Count the lines in the following data that include "collar". Please write only the number.

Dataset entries

+ + +

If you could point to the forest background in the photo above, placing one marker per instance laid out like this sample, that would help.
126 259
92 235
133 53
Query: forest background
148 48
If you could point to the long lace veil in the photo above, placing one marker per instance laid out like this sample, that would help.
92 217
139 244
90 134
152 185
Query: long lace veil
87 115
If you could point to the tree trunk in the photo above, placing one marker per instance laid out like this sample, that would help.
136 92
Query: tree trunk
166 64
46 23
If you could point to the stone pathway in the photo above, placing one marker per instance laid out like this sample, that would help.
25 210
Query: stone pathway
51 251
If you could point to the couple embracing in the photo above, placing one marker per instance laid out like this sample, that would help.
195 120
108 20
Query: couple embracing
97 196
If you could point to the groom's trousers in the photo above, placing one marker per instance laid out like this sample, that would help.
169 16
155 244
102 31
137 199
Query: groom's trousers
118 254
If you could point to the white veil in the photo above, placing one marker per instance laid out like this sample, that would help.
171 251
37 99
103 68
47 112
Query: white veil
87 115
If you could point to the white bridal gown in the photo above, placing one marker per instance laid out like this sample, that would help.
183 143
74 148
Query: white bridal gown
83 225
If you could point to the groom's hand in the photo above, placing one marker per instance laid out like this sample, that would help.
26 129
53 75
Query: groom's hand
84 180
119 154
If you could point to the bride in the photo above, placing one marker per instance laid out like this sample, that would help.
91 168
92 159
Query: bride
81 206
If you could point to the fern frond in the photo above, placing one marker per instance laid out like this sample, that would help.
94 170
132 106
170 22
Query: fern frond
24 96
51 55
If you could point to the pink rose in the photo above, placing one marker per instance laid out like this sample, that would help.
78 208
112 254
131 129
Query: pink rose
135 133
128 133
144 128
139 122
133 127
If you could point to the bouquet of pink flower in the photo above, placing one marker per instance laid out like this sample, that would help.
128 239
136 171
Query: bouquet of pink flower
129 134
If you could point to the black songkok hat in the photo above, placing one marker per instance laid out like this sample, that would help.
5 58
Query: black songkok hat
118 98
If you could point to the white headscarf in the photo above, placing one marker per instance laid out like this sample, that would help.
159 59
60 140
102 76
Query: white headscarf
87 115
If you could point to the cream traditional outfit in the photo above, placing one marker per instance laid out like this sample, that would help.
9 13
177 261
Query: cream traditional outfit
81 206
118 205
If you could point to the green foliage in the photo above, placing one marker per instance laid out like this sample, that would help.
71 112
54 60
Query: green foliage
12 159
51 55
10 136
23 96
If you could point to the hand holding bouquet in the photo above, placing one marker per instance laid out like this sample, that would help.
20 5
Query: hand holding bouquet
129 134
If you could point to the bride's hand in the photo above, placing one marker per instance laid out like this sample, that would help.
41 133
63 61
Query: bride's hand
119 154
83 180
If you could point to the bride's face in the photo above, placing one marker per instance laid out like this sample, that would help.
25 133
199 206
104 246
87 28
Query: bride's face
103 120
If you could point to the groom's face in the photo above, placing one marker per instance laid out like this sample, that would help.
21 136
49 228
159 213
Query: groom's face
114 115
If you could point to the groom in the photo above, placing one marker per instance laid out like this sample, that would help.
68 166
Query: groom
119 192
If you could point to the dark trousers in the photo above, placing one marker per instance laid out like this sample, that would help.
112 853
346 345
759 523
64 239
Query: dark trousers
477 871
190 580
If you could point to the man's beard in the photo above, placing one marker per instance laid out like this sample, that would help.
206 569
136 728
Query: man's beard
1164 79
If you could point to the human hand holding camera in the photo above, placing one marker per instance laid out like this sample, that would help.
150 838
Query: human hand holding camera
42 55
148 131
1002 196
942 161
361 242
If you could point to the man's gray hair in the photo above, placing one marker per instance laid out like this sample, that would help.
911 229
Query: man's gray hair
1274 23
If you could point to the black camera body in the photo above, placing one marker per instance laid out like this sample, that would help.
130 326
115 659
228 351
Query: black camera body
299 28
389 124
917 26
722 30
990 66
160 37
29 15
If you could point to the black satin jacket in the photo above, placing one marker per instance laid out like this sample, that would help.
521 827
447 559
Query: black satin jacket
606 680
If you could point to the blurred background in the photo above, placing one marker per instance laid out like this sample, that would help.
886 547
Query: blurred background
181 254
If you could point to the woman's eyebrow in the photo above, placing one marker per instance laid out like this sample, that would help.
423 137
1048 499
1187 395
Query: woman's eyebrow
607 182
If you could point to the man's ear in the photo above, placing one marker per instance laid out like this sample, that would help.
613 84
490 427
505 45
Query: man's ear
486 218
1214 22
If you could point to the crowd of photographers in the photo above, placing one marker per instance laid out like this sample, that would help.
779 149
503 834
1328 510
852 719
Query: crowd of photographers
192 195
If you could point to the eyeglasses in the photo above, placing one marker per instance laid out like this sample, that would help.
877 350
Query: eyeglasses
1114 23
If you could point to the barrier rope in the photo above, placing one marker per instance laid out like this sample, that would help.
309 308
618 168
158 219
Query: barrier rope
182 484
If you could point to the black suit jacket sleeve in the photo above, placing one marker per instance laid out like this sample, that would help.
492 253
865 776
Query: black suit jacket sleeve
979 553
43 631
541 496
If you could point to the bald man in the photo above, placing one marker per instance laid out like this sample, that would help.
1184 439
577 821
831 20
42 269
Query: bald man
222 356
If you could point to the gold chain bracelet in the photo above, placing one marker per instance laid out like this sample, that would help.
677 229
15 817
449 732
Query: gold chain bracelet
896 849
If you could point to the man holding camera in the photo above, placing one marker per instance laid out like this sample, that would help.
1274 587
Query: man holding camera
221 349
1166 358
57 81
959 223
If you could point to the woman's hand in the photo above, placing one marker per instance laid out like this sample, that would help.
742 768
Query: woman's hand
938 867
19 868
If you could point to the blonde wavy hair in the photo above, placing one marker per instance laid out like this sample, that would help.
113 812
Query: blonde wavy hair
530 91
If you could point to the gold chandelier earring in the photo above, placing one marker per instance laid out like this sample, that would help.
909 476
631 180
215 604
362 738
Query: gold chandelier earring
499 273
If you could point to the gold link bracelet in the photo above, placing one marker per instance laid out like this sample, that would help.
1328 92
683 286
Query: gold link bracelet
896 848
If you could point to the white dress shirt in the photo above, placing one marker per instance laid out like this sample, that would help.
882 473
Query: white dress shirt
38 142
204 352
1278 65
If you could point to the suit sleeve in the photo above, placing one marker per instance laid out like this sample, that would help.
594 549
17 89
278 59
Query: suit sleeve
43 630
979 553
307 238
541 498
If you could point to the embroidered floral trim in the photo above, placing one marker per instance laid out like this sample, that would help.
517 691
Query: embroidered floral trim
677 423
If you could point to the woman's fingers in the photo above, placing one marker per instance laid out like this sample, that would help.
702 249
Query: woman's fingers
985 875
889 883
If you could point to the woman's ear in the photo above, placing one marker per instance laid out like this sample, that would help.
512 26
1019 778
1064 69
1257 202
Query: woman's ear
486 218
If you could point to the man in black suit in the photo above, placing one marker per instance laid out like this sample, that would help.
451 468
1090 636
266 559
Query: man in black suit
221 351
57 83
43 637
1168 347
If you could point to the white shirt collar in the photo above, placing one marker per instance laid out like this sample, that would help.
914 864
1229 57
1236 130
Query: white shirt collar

+ + +

▸ **OUTPUT**
2